**Page:**

——————

Les apparences sont souvent trompeuses. Sorti
de nulle part, Deadly Premonition vient nous le rappeler. Car derrière sa
jaquette affreuse et son prix modique, se cache l'une des perles de ces
dernières années. Narguant et défiant le joueur, le jeu pousse d'ailleurs le
bouchon très, très loin. Mauvais élève, le bébé de Swery65
ne
manque jamais de sadisme et de cruauté. Mais, une fois l'histoire et le décor plantés,
Deadly Premonition récompense le joueur d'une expérience où l'émotion,
l'aventure et la poésie n'ont plus de retenue.

On aura beau dire qu'un soft est moche, bourré
de bogues, mais, avec un scénario et une ambiance solide, cela ne fait-il
pas de lui un bon jeu ? Acclamé des uns, hué des autres, Deadly
Premonition s'est partagé les louanges et les critiques. Le seul moyen de se
faire un avis juste était donc de s'y frotter. C'est ce que j'ai décidé de
faire, après avoir pris mon courage à deux mains, et je ne l'ai pas regretté
une seule seconde...

Œuvre surréaliste, ô
combien malicieuse, Deadly Premonition sait comment provoquer le joueur, et ce
dès les premiers instants ! Le premier choc est visuel ! Non, il n'y
a pas de quoi flatter votre rétine. On a affaire ici à un véritable déluge de
tares graphiques ; la modélisation des personnages reste médiocre, le
rendu des lieux est on ne peut plus désastreux, le tout étant bien évidemment
accompagné d'un aliasing et d'un clipping omniprésents. Ça brille, ça clignote
de toute part ! Les graphismes accumulent des années de retard et l'on se
demande comment un tel jeu s'est retrouvé sur notre vieille console, jusque-là
habituée à chauffer pour les Mass Effect et autres Gears of War.

Par contre, le
scénario du jeu retient l'attention et nous pousse à continuer, malgré cette
première impression de rejet. On incarne Francis York Morgan, agent du FBI qui
enquête sur le meurtre d'une jeune femme, Anna Graham, dans la ville fictive de
Greenvale. Sur place, il fera vite connaissance avec George Woodman, shérif
taciturne, sa belle adjointe Emily Wyatt et une galerie riche de personnages hauts
en couleur. Je vous laisse la surprise, car rater les rencontres insolites et
inoubliables que vous propose le soft sur fond de dialogues savoureux et
décalés serait sacrilège. Les similitudes avec la série culte Twin Peaks sont nombreuses et au
fur et à mesure de l'avancée du jeu, l'élève s'éloignera du maître pour nous offrir
une folle aventure, autant inoubliable que spéciale. Prêt à lever la lumière
sur cette affaire de meurtre et faire ressurgir le sombre passé de la ville
avec Zach, votre ami imaginaire, représentant de votre schizophrénie débridée ?

——————

**Enregistrements:**

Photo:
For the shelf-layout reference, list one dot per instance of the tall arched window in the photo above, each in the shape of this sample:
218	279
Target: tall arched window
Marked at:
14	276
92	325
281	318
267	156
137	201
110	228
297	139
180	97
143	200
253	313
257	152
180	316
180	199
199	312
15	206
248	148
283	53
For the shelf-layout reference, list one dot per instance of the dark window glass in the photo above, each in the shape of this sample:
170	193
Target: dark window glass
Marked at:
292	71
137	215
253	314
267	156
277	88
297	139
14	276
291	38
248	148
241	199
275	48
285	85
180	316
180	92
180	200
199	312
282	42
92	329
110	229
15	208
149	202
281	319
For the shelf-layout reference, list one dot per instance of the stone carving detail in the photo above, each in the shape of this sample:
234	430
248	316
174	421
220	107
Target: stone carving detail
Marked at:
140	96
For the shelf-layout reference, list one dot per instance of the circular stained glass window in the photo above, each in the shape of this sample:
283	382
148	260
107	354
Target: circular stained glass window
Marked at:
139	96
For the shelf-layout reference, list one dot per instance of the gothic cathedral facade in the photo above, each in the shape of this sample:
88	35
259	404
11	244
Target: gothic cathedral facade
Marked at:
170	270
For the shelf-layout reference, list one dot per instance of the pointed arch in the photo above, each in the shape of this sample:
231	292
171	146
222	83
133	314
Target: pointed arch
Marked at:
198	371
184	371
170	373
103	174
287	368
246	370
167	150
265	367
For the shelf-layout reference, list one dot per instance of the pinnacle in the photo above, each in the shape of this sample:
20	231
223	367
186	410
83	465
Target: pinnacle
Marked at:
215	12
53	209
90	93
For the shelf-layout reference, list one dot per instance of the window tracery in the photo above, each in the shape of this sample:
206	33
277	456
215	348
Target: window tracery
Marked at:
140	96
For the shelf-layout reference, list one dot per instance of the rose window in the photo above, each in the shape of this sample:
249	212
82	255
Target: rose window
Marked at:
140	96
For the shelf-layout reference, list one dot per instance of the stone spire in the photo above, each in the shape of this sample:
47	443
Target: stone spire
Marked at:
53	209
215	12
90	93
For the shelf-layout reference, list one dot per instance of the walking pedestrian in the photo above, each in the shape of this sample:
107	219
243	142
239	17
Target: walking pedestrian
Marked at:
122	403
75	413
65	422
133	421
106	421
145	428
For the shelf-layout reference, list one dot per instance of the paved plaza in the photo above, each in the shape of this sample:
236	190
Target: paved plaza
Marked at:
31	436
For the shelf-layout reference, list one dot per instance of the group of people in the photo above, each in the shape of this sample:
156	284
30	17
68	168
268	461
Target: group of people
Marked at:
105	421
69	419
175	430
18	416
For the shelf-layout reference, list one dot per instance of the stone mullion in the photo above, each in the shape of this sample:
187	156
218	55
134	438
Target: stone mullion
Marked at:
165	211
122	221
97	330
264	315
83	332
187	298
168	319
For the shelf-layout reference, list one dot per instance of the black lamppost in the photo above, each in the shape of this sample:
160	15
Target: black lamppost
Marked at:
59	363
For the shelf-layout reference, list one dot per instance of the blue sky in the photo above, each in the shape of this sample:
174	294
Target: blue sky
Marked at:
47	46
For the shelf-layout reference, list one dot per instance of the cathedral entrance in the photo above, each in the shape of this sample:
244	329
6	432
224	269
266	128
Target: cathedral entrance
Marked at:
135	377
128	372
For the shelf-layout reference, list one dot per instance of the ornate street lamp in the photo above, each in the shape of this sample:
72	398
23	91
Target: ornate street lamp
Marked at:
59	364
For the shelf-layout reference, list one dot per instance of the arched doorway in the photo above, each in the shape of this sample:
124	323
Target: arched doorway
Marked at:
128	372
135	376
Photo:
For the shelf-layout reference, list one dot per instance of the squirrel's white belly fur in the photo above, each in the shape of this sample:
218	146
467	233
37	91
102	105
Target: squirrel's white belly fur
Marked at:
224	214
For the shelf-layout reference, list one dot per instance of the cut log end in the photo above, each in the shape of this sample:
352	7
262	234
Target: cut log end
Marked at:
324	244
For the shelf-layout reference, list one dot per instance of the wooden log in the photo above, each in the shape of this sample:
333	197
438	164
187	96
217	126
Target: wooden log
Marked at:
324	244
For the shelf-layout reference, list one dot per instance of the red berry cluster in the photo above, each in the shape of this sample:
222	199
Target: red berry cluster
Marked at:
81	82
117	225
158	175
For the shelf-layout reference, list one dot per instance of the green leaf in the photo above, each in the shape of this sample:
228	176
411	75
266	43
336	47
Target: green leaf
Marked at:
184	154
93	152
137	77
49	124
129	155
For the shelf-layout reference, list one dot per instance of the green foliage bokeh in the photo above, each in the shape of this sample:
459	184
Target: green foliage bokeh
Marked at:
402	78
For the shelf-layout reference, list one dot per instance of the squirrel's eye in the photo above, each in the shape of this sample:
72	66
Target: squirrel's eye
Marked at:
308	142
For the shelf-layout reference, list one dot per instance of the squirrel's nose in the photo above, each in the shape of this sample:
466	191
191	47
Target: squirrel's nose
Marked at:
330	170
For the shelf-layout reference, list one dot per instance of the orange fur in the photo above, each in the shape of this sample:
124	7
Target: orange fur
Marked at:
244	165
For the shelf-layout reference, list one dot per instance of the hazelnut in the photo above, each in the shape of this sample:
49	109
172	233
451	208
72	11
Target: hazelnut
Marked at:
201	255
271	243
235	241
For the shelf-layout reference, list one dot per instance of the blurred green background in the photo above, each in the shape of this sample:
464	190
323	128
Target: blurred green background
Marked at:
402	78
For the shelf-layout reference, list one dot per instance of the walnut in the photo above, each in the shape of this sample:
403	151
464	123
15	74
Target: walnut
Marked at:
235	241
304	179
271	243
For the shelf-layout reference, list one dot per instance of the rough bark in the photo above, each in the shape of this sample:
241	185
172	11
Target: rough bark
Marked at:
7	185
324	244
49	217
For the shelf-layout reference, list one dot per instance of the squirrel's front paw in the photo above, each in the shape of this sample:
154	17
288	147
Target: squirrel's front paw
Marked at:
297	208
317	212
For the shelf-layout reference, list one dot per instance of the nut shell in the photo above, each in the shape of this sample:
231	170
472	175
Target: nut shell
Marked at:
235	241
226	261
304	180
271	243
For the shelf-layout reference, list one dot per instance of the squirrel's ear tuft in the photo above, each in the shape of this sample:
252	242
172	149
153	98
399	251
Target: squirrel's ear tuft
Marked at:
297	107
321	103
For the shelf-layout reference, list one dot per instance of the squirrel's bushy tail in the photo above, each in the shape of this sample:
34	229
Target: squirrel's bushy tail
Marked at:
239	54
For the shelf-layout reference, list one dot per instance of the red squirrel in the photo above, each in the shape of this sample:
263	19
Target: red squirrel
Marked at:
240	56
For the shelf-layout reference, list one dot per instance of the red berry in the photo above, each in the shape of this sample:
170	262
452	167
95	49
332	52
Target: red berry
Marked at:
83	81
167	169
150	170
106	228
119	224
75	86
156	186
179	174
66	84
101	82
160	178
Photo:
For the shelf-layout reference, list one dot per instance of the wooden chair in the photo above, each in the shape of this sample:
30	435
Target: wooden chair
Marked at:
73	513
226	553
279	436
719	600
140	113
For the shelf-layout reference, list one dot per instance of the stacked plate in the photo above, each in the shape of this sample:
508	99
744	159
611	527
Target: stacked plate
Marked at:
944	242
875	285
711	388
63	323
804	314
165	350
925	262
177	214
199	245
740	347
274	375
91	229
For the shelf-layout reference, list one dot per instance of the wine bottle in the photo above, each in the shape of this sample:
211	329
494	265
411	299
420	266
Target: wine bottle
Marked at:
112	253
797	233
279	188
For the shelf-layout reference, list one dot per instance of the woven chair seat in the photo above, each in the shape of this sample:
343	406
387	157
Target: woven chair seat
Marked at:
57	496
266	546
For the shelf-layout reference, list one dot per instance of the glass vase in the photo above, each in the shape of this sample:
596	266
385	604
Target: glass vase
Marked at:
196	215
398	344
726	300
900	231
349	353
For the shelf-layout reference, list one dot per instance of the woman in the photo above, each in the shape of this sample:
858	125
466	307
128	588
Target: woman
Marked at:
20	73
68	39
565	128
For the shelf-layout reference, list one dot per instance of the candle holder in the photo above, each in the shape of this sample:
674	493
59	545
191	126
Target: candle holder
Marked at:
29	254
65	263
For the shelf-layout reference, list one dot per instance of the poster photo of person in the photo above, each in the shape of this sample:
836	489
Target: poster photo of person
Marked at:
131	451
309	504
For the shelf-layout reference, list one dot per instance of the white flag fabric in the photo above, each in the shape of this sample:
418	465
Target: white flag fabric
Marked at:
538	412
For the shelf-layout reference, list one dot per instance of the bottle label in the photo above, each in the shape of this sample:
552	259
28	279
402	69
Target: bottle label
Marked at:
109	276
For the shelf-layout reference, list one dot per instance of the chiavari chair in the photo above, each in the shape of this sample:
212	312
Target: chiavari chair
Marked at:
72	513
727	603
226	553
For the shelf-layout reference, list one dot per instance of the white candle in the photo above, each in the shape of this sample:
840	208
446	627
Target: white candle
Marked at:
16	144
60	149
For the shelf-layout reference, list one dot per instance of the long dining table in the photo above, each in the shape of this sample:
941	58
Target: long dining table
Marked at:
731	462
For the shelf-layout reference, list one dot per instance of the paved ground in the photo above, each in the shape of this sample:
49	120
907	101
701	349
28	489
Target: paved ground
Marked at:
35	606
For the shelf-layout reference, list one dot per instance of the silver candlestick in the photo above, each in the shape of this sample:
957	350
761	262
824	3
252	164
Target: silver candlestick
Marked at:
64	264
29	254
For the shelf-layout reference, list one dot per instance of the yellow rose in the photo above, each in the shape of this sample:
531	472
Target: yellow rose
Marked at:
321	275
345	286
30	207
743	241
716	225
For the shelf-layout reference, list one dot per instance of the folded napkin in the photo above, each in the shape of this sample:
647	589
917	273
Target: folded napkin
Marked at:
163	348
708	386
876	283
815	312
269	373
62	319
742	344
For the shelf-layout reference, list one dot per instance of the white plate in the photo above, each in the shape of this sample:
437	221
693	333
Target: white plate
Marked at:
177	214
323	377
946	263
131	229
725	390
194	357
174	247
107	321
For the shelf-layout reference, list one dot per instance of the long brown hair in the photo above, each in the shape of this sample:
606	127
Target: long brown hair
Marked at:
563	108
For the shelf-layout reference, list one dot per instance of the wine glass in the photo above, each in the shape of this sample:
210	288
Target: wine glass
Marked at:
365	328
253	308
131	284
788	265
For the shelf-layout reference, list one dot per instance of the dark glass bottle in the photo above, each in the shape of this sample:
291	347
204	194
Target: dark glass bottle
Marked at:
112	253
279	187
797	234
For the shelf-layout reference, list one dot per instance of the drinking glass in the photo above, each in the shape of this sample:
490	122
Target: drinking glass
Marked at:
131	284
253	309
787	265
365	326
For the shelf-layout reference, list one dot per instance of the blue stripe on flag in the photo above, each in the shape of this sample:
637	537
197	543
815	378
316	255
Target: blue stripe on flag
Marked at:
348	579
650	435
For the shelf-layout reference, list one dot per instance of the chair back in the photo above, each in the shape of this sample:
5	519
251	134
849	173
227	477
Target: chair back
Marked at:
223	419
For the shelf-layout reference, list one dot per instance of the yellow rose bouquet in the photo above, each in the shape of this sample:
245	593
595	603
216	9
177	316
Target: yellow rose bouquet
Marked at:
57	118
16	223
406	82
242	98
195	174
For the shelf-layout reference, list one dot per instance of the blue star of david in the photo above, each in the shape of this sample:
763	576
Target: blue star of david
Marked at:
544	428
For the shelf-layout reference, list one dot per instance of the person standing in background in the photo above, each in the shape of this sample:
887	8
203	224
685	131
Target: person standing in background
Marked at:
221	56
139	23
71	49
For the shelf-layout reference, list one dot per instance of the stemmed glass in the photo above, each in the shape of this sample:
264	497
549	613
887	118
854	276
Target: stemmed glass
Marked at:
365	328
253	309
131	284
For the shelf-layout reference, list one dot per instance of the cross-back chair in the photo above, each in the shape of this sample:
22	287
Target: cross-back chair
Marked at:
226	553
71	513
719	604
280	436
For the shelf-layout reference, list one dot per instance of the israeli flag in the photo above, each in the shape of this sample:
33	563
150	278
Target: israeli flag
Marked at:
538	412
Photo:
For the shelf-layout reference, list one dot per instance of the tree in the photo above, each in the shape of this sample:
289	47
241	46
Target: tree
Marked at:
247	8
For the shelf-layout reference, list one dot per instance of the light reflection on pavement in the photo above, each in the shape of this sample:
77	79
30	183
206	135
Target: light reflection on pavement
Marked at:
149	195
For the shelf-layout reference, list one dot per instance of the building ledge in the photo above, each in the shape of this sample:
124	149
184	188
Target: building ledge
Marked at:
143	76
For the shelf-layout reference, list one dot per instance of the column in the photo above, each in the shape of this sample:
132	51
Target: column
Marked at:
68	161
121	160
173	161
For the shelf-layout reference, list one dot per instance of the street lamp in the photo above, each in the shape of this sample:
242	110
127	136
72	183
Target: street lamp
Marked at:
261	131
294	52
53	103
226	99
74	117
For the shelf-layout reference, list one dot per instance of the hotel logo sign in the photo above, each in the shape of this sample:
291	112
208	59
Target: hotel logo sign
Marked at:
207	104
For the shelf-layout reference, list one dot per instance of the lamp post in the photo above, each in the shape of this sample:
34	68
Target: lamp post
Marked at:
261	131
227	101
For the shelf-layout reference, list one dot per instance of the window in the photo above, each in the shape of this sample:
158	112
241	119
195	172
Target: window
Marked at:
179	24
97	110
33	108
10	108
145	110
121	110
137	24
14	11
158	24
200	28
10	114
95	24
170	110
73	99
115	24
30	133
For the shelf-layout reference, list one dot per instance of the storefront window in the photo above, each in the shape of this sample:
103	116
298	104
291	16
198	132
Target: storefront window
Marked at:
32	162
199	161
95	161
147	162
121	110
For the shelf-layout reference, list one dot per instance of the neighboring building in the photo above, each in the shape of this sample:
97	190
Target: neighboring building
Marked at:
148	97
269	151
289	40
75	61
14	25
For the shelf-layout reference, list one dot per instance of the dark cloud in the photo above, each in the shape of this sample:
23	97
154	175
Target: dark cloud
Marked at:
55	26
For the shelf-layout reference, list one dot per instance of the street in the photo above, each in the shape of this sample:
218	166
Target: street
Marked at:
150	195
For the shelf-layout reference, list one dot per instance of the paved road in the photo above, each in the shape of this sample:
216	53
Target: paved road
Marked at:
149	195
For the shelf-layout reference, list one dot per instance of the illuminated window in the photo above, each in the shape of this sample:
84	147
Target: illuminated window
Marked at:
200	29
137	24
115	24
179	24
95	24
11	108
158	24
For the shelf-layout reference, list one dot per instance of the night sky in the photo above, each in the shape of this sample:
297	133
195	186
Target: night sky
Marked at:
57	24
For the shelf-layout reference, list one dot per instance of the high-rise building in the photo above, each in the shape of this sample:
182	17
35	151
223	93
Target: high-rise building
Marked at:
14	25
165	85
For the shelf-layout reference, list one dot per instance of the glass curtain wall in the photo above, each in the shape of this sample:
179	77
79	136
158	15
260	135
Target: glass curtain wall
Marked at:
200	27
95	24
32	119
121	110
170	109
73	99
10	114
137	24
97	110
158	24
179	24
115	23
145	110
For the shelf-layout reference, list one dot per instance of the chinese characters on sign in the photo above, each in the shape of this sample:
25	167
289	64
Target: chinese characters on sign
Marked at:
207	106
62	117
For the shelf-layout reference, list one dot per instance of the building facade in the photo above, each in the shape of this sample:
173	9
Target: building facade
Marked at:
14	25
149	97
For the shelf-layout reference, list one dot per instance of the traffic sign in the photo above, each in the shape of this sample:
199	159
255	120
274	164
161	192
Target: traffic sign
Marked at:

——————

**Tâches:**
- A) Citez le passage de la critique de Deadly Premonition qui commence aux mots « On aura beau » et se termine après « une seule seconde... ».
- B) Dans quelle ville fictive Francis York Morgan mène-t-il son enquête, d'après la critique de Deadly Premonition ?

**Réponses par tâche:**
- A)
On aura beau dire qu'un soft est moche, bourré
de bogues, mais, avec un scénario et une ambiance solide, cela ne fait-il
pas de lui un bon jeu ? Acclamé des uns, hué des autres, Deadly
Premonition s'est partagé les louanges et les critiques. Le seul moyen de se
faire un avis juste était donc de s'y frotter. C'est ce que j'ai décidé de
faire, après avoir pris mon courage à deux mains, et je ne l'ai pas regretté
une seule seconde...

- B) À Greenvale.